◆ EXERCISE DETAILS
Everything from the line that contains "Mark the innermost point of each instance of the building" through the last line of the listing must be copied exactly, with both of those lines included and no others.

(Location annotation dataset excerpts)

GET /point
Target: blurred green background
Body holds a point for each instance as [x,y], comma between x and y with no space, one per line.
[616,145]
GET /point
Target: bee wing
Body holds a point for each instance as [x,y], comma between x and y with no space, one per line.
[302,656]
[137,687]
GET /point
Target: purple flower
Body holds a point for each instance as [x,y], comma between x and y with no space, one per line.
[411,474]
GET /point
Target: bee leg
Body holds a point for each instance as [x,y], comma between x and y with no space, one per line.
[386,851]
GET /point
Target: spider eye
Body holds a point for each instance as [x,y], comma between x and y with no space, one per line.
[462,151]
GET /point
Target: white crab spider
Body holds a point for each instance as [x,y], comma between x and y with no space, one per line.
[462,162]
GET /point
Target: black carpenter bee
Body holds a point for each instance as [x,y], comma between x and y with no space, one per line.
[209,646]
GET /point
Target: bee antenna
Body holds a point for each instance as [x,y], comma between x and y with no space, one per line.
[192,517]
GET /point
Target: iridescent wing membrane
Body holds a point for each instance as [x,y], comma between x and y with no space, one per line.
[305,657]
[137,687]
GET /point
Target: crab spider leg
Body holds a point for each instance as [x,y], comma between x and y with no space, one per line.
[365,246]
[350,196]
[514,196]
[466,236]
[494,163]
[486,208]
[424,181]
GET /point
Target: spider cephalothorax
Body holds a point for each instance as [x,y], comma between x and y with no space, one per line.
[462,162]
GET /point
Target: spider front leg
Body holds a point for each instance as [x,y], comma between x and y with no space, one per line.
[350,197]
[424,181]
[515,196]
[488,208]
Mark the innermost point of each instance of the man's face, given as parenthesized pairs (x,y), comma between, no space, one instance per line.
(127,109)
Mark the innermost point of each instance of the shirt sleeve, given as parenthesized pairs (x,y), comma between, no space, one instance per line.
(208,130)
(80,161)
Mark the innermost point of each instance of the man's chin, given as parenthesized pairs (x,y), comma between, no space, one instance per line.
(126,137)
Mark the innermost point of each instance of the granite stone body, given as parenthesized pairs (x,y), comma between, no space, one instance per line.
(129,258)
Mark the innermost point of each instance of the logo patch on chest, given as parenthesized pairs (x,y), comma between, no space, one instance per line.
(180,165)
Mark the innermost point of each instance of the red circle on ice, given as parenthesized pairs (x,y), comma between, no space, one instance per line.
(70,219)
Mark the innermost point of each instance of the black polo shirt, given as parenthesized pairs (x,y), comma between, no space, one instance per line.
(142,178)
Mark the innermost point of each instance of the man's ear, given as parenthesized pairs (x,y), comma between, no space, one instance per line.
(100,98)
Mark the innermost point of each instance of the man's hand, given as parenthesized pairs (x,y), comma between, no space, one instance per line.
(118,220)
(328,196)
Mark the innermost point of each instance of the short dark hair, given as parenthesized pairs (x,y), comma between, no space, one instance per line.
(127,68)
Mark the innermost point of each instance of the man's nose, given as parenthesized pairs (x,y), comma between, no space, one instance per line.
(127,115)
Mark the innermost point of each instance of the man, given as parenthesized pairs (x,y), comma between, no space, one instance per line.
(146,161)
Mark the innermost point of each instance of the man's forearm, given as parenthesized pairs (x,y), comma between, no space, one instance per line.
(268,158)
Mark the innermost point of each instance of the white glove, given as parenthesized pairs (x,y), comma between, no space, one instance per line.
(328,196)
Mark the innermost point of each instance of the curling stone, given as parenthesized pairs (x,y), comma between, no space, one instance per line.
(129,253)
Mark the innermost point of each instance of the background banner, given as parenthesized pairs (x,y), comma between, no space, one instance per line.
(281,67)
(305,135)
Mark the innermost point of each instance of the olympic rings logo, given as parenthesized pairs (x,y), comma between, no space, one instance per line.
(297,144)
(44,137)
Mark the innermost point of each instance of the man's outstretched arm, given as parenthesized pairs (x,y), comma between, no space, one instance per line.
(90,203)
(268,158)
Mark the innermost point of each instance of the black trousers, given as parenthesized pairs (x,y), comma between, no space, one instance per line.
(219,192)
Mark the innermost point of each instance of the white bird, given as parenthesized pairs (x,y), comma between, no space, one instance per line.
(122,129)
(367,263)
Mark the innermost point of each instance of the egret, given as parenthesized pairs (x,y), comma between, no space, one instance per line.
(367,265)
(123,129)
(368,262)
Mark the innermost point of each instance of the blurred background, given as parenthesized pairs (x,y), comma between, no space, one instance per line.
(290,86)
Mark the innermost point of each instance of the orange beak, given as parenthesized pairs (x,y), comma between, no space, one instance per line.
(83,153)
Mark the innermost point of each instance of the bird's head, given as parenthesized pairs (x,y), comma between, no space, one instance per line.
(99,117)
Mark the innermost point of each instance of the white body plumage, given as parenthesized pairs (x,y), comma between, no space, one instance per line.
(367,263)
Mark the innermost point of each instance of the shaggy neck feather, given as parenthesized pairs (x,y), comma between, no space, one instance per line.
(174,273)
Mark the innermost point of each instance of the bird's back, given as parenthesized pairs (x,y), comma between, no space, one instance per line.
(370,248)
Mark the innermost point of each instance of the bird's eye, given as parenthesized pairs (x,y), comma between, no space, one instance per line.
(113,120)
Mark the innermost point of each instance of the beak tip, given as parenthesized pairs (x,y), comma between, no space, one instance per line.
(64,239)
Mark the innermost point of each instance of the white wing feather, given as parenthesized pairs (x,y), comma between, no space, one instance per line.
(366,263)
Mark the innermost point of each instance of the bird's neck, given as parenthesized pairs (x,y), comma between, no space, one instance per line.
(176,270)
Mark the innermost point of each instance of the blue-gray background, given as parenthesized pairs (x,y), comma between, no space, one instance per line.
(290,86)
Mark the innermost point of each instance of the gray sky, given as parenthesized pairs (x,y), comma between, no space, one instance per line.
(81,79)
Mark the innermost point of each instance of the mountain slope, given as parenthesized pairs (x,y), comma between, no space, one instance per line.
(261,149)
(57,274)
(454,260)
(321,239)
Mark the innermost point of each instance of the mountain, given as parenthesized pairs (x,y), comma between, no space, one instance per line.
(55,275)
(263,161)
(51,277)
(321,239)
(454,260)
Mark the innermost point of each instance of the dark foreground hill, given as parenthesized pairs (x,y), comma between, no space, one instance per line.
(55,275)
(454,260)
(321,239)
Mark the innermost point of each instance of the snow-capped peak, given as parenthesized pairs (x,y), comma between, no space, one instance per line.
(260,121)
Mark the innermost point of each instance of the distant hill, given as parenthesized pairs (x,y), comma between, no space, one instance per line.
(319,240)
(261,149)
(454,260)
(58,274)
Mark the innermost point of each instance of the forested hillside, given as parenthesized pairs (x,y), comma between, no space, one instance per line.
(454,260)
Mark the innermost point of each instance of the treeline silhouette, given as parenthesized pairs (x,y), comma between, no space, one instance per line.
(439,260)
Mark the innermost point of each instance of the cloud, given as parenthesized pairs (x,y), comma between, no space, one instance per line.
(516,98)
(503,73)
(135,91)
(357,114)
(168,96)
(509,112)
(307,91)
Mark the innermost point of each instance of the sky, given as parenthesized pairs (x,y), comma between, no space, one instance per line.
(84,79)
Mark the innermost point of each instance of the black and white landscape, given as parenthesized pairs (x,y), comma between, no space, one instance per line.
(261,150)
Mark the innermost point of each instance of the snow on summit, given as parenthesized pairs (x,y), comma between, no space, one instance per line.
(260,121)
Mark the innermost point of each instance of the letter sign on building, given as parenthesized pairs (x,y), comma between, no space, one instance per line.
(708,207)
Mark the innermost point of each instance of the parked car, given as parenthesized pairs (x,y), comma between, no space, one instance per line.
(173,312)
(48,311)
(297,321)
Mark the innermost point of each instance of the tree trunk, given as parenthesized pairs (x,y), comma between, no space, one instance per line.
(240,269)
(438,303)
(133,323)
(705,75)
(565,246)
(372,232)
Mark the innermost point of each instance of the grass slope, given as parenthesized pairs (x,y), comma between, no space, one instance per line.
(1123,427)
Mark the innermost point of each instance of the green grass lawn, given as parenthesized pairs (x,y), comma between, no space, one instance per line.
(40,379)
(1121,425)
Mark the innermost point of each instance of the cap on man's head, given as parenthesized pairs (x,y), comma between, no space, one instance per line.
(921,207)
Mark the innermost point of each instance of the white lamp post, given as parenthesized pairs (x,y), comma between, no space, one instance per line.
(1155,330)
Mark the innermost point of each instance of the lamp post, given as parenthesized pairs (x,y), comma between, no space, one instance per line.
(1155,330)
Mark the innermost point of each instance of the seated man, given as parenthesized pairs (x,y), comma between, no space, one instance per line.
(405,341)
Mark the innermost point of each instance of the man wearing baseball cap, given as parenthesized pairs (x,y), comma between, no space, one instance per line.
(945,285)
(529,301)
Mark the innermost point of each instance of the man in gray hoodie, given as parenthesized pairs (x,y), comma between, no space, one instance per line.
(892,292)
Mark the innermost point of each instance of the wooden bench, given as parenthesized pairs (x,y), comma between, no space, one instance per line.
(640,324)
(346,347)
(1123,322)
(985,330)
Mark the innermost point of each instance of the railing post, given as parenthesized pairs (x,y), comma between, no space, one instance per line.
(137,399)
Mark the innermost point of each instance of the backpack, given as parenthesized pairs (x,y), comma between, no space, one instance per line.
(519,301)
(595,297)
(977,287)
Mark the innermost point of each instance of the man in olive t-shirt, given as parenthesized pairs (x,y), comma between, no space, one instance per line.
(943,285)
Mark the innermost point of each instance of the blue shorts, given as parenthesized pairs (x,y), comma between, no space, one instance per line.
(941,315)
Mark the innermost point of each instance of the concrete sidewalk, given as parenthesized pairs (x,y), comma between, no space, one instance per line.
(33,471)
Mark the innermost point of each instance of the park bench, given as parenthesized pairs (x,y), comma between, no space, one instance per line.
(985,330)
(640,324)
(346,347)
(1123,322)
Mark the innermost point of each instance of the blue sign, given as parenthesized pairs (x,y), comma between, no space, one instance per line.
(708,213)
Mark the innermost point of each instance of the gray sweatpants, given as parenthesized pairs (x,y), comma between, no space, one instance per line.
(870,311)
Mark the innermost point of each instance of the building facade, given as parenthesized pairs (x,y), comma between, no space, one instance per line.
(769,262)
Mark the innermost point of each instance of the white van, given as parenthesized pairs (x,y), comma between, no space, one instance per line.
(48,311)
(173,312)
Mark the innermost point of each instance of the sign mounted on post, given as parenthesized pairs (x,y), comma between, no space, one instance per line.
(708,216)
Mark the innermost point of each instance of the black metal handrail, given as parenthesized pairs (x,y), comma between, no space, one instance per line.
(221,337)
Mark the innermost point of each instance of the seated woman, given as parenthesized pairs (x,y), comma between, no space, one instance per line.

◆ FINAL ANSWER
Mark the innermost point of each instance of the building facade, given as parenthesized pairs (x,y), comma between, no space, one instance per line.
(769,262)
Mark the innermost point of each instance of the white van, given as parenthesized pairs (x,y), comma between, no space, one instance per line.
(48,311)
(173,312)
Mark the innermost point of each instance of the sign mounted on post, given as parenthesized pairs (x,y), comma between, no space, one instance per line.
(708,216)
Mark the innermost point of each instance of the black metal handrail, given as parenthesized pairs (x,y), comma between, no space, one instance per line.
(221,337)
Mark the innermost point of each instance of the seated woman, given as parenthesized pairs (x,y), comma between, no space, one instance per line.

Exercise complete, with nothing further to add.